Exercise goal :: Continue the advice-column text about New York diners and a reader's letter on electronic communication, starting right after its last sentence.

Extract to read ::
☆ ☆ ☆ ☆ ☆ ☆ ☆
Thanks for the rec — several readers backed you up on Moondance. Other diners appear below, and if I got it more than once, it’s asterisked. Mapquest ’em, or use Hopstop.com to find out how to get there fast via transit.

A number of readers also suggested not getting your hopes up re: the hash browns, and I’d have to agree. I mean, I kind of like the greasy oval puck they all use, but if you’re expecting anything more advanced (or even varied) than that, you might be out of luck.

Bubby’s (120 Hudson at N. Moore)
Cup and Saucer (89 Canal, under the Manhattan Bridge)
The Diner (Nassau St. between Fulton and Ann Sts.)
Dynasty (Ave. B at 14th)
Gee Whiz Restaurant (295 Greenwich)
Hollywood Diner (6th Ave. at 16th St.)
Imperial Coffee Shop (Chambers and Church)
Joe Jr.’s (6th Ave. and 12th St.; there’s also one at 2nd Ave. and 22nd)
Kitchenette (156 Chambers)
Landmark (Grand St. between Lafayette and Center) *
Little Poland (2nd Ave. and 13th) [it’s been a while, but they used to have an outstanding tuna melt]
Moondance Diner (6th Ave. and Broome) *
Neptune (1st Ave. at 12th St.)
Odessa (Ave. A between 7th and St. Marks)
The Pink Tea Cup (42 Grove St. between Bedford and Bleecker)
Socrates (Hudson St. at Franklin)
Silver Spurs (Broadway and 9th St.; Houston St. and LaGuardia Pl.)
Square Diner (West Broadway and Leonard) *
Westside Coffee Shop (Church and Canal)
Zucco (Orchard St. at Houston)

Hey, Sars!

This should be kind of refreshing for you, because it is in fact just a question, not a problem, not an issue, not a “my GAWD the drama” thing.

I’m just wondering, as I browse your Vine archive, and as I hear from friends of mine who are on the current dating scene, how much crazy do you think is caused by the whole electronic communications revolution? She sent me an angry e-mail, my mother sent her one back, I found evidence of his cheating by reading his text messages, he said mean things about me on his blog blah-blah-blah E-CAKES. (I was dating and got married waaay back in the early nineties, before all this nonsense, thank God.) Not to come across as a fogey, but when I was young and stupid, we actually had to A.) talk to the people we had problems with, or B.) avoid those people at all cost. Now, it seems like some kooky hybrid of the two -– I can throw my angry opinions at you and still hide, because I’m not actually in your face, where you can take a swipe at me. And we can keep thrashing at each other ad nauseam, know what I mean? Or I can use e-communication to create trouble, avoid getting in trouble, or snoop into your personal trouble.
☆ ☆ ☆ ☆ ☆ ☆ ☆
Dataset content ::

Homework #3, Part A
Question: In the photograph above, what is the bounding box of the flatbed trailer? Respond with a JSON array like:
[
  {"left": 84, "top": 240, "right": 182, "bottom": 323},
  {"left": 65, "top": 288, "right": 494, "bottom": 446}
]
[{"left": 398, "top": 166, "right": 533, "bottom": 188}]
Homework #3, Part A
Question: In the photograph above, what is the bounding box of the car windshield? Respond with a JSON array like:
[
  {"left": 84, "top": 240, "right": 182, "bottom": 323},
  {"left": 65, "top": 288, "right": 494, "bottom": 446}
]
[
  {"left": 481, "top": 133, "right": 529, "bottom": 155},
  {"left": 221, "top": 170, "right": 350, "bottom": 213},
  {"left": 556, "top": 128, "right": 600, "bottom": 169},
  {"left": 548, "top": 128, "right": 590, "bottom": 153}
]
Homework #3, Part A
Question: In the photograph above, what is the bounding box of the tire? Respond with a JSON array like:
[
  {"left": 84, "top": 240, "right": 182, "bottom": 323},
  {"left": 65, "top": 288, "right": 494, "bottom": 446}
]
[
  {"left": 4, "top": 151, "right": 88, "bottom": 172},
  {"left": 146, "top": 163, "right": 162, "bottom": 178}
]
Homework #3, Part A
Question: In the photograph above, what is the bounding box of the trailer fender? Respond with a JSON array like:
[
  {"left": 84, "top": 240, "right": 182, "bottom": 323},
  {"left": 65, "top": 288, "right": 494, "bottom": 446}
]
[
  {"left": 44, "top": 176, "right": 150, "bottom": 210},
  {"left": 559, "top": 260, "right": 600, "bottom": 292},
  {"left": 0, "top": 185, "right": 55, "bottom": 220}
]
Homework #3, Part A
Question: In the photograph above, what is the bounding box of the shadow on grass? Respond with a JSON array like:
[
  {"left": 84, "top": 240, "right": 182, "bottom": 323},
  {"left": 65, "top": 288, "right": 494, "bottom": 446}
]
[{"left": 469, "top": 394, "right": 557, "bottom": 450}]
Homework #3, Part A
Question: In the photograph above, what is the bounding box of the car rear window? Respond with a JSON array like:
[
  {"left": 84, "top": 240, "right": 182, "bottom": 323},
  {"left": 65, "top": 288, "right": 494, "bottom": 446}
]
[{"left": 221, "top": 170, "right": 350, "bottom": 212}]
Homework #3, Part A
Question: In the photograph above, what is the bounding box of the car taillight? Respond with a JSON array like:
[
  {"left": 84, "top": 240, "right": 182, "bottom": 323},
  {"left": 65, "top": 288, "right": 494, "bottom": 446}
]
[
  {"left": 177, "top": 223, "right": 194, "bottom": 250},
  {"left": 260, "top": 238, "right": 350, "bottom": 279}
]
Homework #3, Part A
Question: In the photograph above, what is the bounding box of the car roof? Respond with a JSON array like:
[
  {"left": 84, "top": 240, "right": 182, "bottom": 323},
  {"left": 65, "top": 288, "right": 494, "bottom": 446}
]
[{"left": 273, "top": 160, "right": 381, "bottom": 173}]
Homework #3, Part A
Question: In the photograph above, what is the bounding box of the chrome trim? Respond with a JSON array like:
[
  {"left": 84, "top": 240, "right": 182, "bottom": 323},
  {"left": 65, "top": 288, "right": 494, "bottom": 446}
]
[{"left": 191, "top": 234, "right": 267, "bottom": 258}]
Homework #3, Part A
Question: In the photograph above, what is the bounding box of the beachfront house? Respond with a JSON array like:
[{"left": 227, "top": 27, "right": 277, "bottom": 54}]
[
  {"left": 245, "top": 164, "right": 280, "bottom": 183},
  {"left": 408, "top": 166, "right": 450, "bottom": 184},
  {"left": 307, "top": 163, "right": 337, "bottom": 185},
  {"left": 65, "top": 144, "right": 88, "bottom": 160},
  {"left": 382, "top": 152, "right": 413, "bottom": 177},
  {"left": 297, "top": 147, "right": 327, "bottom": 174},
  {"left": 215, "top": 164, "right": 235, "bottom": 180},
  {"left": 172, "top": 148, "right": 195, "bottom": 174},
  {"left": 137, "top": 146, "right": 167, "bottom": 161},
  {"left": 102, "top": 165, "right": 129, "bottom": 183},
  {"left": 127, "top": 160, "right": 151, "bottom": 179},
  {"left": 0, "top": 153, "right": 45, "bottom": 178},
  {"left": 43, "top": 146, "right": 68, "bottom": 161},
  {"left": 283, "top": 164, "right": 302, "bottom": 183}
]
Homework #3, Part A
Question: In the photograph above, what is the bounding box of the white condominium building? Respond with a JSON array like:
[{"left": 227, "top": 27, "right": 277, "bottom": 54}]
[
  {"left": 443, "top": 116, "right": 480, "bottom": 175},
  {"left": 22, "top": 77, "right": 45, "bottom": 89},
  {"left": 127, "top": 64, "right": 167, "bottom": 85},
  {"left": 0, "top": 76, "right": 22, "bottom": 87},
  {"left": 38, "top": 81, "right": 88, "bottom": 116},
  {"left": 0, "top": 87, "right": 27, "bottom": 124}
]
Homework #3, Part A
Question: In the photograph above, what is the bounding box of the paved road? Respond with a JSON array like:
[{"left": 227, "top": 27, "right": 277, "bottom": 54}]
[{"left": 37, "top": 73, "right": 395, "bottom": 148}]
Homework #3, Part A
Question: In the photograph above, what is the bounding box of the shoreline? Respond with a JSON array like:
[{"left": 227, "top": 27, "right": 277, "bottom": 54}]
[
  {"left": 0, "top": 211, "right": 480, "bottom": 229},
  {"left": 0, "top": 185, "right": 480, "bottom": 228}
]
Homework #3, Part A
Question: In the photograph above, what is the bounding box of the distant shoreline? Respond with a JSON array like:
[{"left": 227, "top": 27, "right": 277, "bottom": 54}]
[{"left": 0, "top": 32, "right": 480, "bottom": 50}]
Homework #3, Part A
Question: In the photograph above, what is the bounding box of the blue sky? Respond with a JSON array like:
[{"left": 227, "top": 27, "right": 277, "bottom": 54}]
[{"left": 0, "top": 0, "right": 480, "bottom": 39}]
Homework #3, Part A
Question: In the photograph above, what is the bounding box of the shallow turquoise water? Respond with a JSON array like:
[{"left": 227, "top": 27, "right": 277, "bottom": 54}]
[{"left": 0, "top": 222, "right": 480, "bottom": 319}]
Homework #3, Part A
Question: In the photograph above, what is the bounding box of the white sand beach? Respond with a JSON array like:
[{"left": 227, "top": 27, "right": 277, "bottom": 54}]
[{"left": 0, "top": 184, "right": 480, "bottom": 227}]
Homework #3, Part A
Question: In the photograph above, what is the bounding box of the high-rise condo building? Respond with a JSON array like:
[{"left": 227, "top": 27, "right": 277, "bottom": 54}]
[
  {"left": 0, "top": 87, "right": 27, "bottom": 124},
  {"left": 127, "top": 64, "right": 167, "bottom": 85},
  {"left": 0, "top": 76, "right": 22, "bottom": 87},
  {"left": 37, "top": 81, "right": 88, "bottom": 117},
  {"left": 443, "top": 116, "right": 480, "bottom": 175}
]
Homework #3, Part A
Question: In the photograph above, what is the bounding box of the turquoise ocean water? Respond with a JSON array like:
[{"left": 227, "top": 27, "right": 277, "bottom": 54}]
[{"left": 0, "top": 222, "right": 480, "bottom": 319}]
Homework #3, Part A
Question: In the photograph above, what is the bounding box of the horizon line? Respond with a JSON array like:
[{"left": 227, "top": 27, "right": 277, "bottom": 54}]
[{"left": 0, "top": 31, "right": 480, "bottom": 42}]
☆ ☆ ☆ ☆ ☆ ☆ ☆
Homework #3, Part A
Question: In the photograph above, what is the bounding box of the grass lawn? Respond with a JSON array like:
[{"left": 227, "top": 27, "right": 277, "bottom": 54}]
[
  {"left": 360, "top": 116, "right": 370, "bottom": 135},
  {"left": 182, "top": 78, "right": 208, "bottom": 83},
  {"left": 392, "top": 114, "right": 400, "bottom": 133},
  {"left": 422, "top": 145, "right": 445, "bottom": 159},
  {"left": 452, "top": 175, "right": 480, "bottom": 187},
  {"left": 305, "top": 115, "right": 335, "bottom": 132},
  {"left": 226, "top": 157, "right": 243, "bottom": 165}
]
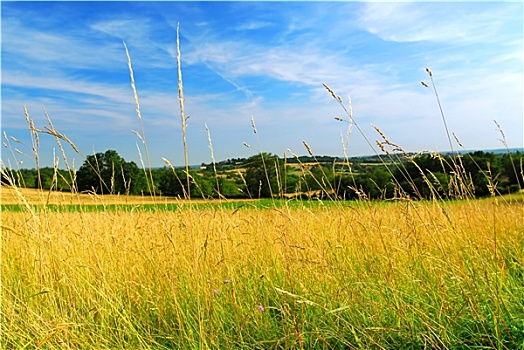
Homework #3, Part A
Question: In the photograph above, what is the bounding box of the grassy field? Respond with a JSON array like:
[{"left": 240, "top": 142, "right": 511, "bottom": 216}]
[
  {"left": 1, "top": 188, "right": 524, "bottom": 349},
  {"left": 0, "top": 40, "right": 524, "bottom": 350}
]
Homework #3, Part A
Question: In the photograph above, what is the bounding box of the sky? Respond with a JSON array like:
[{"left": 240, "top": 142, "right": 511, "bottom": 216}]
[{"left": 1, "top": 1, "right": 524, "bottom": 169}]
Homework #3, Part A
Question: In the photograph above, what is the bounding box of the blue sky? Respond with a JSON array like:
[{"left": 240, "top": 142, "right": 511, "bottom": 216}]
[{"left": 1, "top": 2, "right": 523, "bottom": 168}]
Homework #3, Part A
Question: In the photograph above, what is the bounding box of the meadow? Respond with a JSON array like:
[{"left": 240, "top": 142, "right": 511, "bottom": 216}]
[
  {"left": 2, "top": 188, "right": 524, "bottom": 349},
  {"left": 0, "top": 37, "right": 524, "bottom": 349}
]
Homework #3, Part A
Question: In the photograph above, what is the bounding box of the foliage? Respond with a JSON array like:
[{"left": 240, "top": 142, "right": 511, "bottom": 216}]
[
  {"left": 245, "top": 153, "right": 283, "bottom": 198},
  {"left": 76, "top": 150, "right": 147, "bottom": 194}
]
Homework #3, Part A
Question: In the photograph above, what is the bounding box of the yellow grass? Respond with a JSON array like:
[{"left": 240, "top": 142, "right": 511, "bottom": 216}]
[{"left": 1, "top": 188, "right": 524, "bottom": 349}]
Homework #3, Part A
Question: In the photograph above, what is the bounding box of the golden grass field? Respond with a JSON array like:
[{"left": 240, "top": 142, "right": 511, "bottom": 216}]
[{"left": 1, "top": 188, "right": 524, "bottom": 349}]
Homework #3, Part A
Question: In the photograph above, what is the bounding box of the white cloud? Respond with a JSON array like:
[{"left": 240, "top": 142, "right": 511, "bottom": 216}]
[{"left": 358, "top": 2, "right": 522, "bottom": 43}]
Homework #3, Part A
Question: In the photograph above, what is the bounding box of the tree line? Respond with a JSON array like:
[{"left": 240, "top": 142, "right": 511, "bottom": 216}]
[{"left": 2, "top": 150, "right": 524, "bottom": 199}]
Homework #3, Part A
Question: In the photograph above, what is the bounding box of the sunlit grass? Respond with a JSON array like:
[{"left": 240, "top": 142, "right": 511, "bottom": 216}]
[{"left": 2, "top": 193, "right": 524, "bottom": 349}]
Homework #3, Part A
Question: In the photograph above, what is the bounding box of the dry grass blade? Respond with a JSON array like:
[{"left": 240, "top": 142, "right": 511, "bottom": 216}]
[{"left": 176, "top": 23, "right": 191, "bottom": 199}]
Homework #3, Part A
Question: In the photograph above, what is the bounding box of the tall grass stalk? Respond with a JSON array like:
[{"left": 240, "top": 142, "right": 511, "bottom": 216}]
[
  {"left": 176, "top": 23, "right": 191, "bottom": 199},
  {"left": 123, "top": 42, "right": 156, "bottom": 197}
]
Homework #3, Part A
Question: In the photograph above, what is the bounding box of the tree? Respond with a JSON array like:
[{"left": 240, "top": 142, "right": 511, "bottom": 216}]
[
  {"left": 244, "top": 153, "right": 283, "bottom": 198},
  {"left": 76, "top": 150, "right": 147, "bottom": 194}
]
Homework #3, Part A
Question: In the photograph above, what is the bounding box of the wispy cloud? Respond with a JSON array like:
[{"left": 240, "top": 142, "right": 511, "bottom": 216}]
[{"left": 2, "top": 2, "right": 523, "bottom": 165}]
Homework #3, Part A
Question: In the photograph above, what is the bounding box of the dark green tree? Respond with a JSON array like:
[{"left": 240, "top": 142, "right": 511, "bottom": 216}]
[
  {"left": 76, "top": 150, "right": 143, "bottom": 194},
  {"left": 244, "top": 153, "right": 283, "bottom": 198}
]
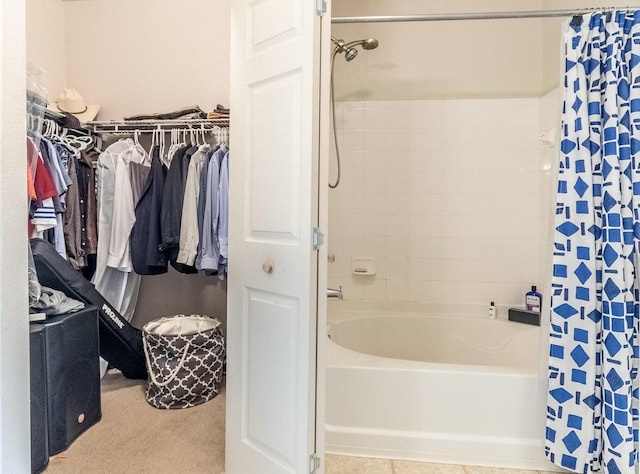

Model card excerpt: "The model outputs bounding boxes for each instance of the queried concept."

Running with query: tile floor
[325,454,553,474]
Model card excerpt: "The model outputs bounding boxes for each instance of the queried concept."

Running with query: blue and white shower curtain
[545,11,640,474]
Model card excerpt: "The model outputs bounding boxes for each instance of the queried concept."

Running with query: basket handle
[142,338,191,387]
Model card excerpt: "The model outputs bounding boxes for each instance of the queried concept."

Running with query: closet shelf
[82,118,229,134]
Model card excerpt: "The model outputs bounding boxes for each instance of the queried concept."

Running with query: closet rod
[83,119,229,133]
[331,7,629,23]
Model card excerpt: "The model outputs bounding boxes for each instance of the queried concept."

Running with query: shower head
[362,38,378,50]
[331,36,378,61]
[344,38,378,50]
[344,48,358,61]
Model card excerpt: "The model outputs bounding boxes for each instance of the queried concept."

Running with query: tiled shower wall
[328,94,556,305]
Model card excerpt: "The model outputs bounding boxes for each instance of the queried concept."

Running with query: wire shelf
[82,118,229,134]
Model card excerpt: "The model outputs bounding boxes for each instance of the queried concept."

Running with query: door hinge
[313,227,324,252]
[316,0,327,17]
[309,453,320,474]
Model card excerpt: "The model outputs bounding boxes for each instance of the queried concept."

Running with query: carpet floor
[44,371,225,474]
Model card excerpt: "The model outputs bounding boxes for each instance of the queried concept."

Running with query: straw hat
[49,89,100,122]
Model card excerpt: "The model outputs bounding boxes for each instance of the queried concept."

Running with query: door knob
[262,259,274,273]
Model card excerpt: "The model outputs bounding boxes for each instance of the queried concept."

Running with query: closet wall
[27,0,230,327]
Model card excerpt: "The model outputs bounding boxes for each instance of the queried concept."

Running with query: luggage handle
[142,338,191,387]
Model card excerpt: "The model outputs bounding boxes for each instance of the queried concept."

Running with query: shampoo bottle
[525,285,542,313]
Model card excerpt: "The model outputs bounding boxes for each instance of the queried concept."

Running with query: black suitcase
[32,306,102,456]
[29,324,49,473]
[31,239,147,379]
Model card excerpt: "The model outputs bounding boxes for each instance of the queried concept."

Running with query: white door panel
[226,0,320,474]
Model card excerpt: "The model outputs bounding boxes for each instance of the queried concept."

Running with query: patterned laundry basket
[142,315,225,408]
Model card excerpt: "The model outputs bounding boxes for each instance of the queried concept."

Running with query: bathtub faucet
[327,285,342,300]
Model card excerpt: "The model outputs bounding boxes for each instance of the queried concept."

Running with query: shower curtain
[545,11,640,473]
☆ ☆ ☆ ☆ ☆ ☆ ☆
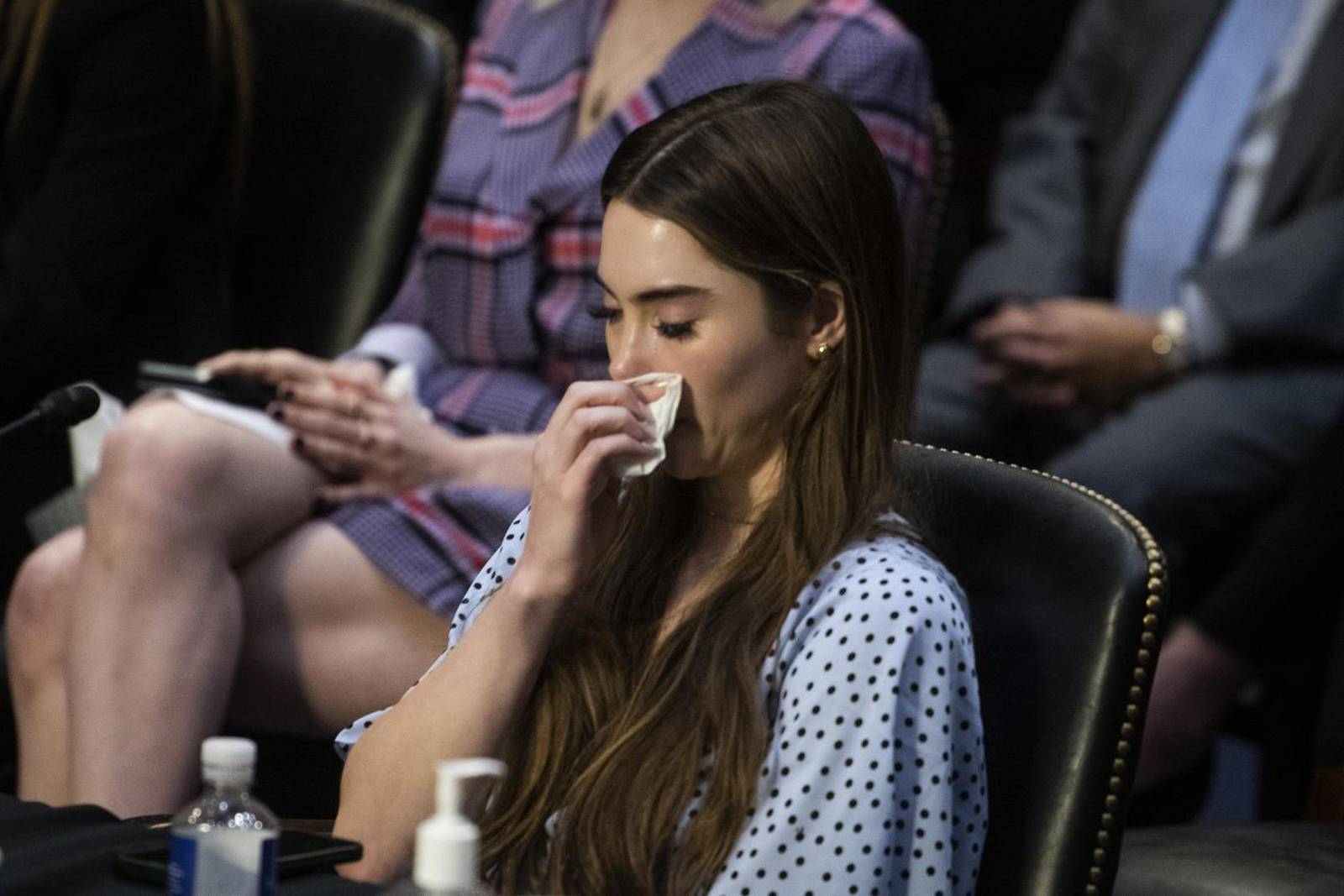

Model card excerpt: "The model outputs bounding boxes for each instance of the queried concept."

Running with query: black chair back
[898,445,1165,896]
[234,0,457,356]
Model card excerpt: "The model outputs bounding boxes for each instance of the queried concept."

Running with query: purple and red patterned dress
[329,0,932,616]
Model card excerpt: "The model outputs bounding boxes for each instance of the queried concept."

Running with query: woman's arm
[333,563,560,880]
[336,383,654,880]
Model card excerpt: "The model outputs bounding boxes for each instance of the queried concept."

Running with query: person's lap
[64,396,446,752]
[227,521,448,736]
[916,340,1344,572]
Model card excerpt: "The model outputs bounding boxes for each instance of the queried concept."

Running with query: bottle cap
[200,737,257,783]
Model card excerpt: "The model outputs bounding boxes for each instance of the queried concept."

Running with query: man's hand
☆ ☆ ☆ ☆ ☆ ☆ ☆
Output for this task ::
So. It’s not like this is a problem, but I think your experience as the Oracle of the Internet might be worthwhile -– I’d love to hear what you think. Just how much crazy has come out of electronic communications? I think it has to do with some deep-seated need a lot of people have to document everything, and at the same time avoid intimacy, confrontation, even real interaction. Is it so crazy for me to ask simple questions like, “Well, have you considered actually talking to him in person?”

Signed,
Well, have you?

Dear Well,

Well, yes, on the one hand, via The Vine, I do see a lot of the fallout from stuff like e-mail snooping and failure to text and so on. But on the other hand, if The Vine were a printed column and we all still lived in 1986, I’d be seeing a lot of the same fallout — the difference is that people would be leafing through their significant others’ credit-card bills, or complaining that guys didn’t call or took their phones off the hook (remember when that was a thing?). Sure, it’s shitty to dump someone via an email or an IM, and these methods weren’t available to the gutless twerps of the world fifteen years ago — at which time the gutless twerps employed other means, like snail mail or blatantly cheating on you with your friends. The way we communicate with each other has evolved; human nature has stayed more or less the same.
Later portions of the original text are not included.